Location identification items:
--- BEGIN ---

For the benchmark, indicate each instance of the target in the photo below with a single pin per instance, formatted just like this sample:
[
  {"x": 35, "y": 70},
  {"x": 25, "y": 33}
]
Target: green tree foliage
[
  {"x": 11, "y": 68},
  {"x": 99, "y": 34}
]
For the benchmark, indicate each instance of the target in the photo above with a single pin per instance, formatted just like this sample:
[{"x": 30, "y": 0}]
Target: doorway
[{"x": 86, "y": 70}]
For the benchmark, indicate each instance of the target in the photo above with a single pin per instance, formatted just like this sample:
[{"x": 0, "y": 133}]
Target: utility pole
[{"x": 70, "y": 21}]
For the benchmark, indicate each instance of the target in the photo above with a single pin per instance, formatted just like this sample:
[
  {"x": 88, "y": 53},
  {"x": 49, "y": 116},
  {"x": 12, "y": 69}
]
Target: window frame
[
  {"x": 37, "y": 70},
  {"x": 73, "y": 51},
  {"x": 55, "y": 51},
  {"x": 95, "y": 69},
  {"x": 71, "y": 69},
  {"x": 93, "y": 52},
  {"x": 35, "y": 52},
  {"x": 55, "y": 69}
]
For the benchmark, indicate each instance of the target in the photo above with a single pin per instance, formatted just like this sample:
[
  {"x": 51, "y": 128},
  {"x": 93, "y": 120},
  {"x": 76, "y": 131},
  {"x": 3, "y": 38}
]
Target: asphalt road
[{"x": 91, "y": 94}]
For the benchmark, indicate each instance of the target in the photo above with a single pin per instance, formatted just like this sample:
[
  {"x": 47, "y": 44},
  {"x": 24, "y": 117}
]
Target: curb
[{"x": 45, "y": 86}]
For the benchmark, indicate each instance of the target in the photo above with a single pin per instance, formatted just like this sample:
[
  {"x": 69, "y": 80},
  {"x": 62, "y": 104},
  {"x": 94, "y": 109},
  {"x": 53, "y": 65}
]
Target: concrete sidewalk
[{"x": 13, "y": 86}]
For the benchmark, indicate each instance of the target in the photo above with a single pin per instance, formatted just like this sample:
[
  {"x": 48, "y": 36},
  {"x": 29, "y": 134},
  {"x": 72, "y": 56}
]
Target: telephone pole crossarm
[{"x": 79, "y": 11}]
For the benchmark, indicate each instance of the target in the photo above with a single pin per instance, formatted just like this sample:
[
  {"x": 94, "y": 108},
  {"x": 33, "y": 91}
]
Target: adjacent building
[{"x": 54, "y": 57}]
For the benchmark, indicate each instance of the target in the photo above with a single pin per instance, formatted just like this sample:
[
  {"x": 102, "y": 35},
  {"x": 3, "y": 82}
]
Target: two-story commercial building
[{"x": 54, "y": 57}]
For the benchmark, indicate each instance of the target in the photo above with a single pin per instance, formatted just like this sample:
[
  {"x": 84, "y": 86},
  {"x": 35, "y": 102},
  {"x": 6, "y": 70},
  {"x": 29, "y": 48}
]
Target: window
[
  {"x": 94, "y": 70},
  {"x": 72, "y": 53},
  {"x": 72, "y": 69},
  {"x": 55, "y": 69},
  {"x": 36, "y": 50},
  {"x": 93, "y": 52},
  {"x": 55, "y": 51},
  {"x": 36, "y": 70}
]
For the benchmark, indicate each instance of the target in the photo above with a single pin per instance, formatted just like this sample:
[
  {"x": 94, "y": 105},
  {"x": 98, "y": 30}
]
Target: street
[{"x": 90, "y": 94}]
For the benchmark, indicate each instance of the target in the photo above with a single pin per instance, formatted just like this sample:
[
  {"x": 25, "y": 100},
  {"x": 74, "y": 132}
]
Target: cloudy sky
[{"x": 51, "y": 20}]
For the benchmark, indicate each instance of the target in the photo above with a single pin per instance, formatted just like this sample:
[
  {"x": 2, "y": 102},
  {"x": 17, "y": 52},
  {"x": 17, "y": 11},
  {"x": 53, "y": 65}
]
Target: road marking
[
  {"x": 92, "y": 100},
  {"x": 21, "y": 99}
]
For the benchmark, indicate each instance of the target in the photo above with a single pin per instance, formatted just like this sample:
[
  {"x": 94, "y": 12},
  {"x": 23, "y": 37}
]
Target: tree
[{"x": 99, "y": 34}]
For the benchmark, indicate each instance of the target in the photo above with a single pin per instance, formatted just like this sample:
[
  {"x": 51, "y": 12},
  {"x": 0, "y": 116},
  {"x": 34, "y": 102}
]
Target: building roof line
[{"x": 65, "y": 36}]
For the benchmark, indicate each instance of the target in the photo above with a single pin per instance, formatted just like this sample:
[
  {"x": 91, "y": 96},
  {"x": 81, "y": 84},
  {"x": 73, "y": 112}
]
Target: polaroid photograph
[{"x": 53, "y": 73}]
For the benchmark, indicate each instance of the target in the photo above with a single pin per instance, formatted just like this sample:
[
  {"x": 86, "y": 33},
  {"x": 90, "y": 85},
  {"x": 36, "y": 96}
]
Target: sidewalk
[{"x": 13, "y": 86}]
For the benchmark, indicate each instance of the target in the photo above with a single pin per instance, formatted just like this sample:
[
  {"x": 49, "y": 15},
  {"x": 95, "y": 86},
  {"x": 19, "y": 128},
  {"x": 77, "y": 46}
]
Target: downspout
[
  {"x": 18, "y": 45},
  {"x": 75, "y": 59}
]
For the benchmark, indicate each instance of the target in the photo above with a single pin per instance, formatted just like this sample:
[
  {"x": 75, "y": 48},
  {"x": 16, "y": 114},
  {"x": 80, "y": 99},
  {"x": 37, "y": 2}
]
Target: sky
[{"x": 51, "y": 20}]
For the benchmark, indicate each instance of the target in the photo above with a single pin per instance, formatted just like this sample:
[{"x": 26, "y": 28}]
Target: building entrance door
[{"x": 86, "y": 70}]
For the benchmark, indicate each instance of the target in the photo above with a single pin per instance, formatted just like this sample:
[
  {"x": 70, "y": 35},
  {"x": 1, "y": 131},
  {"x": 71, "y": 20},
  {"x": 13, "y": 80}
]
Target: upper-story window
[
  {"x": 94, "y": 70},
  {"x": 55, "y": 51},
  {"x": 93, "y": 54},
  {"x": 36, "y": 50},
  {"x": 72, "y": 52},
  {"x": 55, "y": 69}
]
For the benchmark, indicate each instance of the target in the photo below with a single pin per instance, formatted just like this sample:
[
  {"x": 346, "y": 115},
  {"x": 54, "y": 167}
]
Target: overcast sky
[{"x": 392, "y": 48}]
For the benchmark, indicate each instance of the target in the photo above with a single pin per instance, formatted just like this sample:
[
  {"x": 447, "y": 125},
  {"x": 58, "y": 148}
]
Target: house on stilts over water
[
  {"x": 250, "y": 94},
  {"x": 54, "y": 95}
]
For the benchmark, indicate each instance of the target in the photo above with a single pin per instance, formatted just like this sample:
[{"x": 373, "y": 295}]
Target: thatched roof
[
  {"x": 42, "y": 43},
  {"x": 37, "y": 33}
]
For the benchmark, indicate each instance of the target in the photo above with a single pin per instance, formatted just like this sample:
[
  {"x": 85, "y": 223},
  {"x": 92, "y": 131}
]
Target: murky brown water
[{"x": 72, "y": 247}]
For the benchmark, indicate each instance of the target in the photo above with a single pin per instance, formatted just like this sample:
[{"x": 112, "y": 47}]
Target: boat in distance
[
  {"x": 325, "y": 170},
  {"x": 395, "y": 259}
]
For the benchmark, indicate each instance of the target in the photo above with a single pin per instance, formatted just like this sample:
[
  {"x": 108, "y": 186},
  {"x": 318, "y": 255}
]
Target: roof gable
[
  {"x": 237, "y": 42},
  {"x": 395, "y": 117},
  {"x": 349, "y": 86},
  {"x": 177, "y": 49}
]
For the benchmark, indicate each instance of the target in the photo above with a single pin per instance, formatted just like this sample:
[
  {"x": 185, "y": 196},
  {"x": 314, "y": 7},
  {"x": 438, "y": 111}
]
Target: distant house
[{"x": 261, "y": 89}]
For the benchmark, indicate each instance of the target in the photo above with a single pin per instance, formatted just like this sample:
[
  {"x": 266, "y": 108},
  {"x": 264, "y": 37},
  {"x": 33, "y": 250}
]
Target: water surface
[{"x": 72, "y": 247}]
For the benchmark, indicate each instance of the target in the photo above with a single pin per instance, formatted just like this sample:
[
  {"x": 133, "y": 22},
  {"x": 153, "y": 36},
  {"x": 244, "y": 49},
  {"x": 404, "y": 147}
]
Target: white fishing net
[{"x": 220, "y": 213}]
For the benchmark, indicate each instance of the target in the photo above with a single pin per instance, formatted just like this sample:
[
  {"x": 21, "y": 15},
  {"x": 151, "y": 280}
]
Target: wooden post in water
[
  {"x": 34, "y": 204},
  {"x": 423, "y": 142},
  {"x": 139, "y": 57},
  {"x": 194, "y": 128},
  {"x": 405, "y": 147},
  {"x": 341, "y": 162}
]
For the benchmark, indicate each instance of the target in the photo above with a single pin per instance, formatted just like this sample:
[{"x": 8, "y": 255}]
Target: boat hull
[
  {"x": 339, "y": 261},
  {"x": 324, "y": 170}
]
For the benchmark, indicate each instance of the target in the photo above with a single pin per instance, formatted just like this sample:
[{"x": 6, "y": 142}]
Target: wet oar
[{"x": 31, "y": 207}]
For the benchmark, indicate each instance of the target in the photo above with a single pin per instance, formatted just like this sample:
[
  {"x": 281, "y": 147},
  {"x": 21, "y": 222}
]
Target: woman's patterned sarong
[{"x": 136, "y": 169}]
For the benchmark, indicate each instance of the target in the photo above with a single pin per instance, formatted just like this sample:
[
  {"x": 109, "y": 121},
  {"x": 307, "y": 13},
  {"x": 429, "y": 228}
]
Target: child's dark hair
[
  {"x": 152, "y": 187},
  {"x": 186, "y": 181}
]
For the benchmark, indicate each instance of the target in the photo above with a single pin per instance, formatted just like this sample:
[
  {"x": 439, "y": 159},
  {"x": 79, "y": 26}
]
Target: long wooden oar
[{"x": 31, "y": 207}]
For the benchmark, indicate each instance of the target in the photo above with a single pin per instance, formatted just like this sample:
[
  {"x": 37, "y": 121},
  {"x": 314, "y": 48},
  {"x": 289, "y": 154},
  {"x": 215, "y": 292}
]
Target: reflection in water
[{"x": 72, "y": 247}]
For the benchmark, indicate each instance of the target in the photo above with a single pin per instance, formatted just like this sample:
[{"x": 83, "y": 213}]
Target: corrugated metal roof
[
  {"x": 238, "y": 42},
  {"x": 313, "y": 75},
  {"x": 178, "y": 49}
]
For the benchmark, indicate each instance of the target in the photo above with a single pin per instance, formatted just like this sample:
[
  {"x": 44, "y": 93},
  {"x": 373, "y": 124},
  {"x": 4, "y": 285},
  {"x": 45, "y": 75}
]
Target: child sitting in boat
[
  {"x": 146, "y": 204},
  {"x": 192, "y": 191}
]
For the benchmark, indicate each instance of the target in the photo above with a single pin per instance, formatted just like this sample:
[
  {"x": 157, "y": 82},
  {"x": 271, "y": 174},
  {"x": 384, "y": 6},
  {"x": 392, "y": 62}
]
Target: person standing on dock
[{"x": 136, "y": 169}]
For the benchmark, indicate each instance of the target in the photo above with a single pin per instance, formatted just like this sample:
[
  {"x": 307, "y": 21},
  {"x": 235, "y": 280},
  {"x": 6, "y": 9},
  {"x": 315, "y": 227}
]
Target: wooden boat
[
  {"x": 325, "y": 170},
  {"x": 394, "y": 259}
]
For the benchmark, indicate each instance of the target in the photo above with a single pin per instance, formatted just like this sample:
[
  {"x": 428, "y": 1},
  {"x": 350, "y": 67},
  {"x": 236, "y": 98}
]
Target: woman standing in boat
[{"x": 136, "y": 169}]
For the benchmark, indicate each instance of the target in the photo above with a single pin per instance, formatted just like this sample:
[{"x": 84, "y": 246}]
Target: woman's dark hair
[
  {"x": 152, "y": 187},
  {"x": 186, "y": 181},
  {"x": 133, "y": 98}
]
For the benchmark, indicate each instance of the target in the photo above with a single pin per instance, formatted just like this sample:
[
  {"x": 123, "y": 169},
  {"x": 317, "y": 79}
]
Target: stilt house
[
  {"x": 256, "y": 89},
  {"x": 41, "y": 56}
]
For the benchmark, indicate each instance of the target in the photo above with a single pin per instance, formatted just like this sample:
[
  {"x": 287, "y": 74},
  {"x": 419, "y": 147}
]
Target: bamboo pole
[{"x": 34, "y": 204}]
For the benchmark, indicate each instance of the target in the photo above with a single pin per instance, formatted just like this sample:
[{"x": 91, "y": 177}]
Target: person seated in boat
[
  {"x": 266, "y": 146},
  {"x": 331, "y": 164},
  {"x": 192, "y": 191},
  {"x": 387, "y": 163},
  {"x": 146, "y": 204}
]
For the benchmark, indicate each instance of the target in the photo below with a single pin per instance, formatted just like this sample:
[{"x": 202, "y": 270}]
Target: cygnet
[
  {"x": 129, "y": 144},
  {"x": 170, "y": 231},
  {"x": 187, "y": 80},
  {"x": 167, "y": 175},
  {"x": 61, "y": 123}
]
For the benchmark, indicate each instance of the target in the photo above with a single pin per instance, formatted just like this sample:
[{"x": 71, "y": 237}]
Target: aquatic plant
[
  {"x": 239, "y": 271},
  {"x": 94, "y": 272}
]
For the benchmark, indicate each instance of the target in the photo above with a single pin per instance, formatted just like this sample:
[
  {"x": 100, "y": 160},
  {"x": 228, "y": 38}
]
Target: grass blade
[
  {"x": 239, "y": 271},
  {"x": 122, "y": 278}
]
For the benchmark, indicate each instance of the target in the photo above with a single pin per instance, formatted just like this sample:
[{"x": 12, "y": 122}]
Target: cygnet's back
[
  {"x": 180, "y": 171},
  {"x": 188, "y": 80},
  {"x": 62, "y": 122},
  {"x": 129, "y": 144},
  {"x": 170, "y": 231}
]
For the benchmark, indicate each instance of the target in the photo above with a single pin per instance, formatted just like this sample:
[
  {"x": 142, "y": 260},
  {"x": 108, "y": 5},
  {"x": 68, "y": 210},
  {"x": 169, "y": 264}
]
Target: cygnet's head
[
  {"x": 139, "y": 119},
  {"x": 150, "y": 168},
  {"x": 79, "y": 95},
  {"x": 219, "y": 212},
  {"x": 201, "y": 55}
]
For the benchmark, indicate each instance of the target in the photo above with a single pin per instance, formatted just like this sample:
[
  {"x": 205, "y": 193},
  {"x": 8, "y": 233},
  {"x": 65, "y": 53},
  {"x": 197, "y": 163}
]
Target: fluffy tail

--- END ---

TASK GOAL. Pick out every line above that contains the word "dark" and copy each one. Case counts.

SOLUTION FOR THIS EXERCISE.
Target: child's dark hair
Target: woman's dark hair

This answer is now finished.